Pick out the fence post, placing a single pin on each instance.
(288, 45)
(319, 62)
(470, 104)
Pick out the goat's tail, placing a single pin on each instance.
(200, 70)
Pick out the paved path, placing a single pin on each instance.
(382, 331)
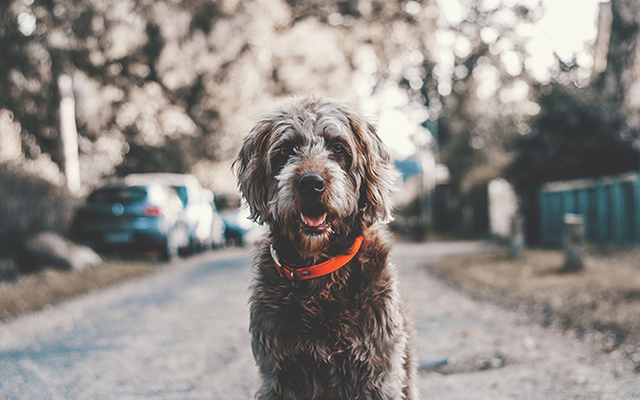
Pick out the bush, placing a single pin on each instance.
(29, 204)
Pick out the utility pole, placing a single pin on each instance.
(69, 133)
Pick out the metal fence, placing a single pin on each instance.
(610, 207)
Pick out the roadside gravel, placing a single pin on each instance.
(182, 333)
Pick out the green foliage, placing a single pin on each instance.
(38, 206)
(575, 135)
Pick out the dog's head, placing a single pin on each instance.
(314, 169)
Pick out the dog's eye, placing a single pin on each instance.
(338, 149)
(286, 149)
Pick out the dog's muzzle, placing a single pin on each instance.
•••••
> _Given exercise_
Rewrite the records from the line with "Pick out the dog's head, placing" through the end, changing "muzzle" to "snout" and leaving everything else as it is.

> _Answer to this task_
Pick out the dog's head, placing a single pin on each instance.
(314, 169)
Pick out the dog's eye, placing a single pin on each instance.
(338, 149)
(286, 149)
Pick out the dog's snout, placing a single pin on each instance.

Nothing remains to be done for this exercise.